Lucky Elephant are united in a desire to provide warm, inviting,
melodic, challenging, fresh music. The 4 dashing young blades armed
only with a collection of high maintenance, but hugely loveable old
synths, tape delays, Wurlitzers, harmoniums, drums, ukuleles and
guitars stride proudly out to battle – confident that the truth will
out, and that once again music can provide inspiration and comfort.
The listener can expect familiarity as the band love a tune with harmony, goosebumps and smiles, but they should also be prepared for some journeys into the melancholic and reflective side of music – the classic happy / sad combination that works so well for both highs and lows.
The foundation of any band should start from the drummer, and in the rhythmically named Laurence Clack, Lucky Elephant have a unique platform on which to build. The man plays drums like a piano – the beats become tunes. We think he was grown in a petris dish in a laboratory with equal parts Buddy Rich, Ginger Baker and a Roland 808. Expect fatness in unexpected places and a percussive light at the end of the long dark tunnel.
Providing the walls and ceilings are Sam Johnson and Paul Burnley. Between them they man the various bits of equipment that go to make up the Lucky Elephant sound. While Paul joyfully transforms a sample of the launch of an early 1960’s Russian Rocket into a tuneful lead line Sam can be found with one hand on a Harmonium and another on the Space Echo hanging on for dear life, attempting to steer the Elephant away from the pavement packed with school kids and back on to the road. The joy of the pairing is in the balance. Like all good partnerships they overlap in the middle but have wildly opposing extremes – this helps to contribute to the musical tension and the unique combination of darkness and light that make up the Lucky Elephant manifesto.

- Required work
1) Reproduce word for word everything in the Lucky Elephant band profile from "Lucky Elephant are" down to "highs and lows.".
2) Carry the Lucky Elephant band profile further, picking up right after its last sentence.
The material after this point is separate from the Lucky Elephant band profile.

- Source data

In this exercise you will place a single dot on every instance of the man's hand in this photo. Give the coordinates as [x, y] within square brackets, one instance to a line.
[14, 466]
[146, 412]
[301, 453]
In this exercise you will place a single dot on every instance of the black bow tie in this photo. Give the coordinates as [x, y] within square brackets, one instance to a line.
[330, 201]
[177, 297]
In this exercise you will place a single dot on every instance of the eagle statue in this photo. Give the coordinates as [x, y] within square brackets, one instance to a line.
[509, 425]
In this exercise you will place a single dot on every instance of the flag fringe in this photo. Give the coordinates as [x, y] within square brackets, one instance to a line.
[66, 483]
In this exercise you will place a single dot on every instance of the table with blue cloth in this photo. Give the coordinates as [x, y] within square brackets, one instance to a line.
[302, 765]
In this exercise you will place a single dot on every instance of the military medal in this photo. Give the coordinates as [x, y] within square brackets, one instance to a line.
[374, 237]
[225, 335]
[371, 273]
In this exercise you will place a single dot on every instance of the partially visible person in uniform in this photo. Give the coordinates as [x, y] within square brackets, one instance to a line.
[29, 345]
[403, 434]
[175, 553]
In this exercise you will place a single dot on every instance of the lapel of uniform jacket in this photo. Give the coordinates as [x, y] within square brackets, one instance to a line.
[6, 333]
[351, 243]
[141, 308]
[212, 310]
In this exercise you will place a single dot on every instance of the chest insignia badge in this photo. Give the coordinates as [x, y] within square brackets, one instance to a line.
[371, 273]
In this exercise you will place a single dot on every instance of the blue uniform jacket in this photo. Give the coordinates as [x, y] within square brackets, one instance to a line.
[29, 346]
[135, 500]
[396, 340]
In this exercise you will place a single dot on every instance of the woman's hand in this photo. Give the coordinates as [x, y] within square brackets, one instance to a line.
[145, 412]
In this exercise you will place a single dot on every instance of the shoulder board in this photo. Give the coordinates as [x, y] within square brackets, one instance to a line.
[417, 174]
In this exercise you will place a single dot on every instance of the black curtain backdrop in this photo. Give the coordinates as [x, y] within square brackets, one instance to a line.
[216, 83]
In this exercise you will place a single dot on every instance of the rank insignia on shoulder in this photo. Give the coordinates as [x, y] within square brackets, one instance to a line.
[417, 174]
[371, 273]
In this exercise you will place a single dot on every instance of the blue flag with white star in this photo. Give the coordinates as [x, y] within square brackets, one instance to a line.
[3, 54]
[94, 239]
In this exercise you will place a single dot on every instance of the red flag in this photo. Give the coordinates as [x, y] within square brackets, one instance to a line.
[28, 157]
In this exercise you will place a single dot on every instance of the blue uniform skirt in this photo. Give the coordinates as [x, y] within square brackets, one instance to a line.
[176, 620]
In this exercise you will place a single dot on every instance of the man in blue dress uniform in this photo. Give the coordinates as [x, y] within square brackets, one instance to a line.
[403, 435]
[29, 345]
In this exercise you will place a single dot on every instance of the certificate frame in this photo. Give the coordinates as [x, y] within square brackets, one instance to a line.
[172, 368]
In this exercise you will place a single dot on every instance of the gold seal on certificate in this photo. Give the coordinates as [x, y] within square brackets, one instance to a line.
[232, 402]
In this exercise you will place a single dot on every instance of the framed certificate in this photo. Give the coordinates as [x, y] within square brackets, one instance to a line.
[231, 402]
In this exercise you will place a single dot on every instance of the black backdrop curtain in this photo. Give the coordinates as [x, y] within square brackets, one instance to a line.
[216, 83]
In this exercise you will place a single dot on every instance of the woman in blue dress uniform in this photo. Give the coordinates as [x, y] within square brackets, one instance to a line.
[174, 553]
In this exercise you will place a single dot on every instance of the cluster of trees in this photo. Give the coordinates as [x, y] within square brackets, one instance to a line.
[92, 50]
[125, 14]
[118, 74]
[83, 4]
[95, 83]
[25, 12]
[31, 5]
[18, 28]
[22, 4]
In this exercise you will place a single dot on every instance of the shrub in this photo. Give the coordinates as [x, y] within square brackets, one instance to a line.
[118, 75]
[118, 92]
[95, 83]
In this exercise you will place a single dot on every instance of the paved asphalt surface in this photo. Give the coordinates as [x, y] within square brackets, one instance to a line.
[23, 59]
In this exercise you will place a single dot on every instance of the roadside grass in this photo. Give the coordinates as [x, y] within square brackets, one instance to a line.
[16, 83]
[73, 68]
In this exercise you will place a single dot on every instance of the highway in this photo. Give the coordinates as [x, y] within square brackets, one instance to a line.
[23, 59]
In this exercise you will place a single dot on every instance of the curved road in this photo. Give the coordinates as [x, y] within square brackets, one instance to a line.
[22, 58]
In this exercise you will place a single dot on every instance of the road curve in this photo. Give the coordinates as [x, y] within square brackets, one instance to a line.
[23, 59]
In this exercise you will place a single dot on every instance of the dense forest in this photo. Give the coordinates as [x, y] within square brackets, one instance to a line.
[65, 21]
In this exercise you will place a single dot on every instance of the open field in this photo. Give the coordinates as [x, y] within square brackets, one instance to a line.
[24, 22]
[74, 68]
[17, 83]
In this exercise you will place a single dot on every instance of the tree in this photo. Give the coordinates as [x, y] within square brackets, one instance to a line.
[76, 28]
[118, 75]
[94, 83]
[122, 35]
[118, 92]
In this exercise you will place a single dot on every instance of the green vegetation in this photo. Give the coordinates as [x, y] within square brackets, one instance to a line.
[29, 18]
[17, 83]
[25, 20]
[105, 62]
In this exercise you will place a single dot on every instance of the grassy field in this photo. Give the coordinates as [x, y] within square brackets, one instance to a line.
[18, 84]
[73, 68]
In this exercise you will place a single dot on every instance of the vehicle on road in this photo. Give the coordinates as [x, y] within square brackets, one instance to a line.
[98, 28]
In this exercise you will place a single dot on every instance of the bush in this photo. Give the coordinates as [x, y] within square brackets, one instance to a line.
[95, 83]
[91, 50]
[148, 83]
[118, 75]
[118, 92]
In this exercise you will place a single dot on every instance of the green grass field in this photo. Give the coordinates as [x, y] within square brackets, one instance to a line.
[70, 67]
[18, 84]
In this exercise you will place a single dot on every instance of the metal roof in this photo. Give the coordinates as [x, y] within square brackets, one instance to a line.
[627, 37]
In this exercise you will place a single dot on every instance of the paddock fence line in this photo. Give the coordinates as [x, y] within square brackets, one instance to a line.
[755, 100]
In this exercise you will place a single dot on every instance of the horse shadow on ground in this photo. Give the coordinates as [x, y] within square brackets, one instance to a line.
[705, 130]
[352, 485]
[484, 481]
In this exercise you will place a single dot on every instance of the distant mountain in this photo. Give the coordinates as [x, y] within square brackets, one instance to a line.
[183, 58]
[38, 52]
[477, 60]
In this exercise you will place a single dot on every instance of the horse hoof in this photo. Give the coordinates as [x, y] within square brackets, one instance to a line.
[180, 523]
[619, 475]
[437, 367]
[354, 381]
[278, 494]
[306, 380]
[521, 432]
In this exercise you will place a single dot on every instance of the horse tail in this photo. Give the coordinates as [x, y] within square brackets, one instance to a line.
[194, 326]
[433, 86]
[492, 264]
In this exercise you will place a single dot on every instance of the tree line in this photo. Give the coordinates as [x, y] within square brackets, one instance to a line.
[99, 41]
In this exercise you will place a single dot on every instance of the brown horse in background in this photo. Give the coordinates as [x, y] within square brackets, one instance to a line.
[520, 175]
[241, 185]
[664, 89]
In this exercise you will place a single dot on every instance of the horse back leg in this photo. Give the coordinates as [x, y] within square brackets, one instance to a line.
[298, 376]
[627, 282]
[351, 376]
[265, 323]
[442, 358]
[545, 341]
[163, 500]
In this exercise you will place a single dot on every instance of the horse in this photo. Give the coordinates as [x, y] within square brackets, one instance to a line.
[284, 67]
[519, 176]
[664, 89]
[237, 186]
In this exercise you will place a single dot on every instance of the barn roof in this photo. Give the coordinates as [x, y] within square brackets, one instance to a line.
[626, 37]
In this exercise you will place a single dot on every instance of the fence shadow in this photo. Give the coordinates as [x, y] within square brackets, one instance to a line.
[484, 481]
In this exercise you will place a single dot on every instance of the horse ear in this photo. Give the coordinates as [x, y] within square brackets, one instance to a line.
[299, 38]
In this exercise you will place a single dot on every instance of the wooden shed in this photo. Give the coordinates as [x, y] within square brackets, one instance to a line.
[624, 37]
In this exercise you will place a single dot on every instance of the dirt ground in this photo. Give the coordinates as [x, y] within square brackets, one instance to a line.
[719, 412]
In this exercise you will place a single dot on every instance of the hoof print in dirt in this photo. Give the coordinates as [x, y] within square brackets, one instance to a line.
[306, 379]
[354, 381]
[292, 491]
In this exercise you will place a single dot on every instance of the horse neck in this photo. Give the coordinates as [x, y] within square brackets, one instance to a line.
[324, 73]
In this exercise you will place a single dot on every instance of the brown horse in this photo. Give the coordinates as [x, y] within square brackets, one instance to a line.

- Answers to each task
1)
Lucky Elephant are united in a desire to provide warm, inviting,
melodic, challenging, fresh music. The 4 dashing young blades armed
only with a collection of high maintenance, but hugely loveable old
synths, tape delays, Wurlitzers, harmoniums, drums, ukuleles and
guitars stride proudly out to battle – confident that the truth will
out, and that once again music can provide inspiration and comfort.
The listener can expect familiarity as the band love a tune with harmony, goosebumps and smiles, but they should also be prepared for some journeys into the melancholic and reflective side of music – the classic happy / sad combination that works so well for both highs and lows.

2)
The furnishings, the lights and the garden are all tended to by the hugely charming Emmanuel ‘Manu’ Labescat. A man who fully understands that to sing a lyric you need to have felt it. No throw away lines leave this man’s mouth. He sings from that long forgotten organ – the heart. A true man of the South West of France, Manu brings passion, humour and a sense of integrity to the Elephant collective, as well as fine wine, ample tobacco and an ability to wear head scarves that no English man could compete with. His lyrics need time to unfold and reward the patient observer with new gifts after every listen. At last good people – you can believe a singer again. You can trust him. Not wanting to miss out on the multi instrumental nature of the band Manu also plays the harmonium, guitar and piano enabling the Lucky Elephant to mutate and flow from tune to tune whilst always steering a true and constant path.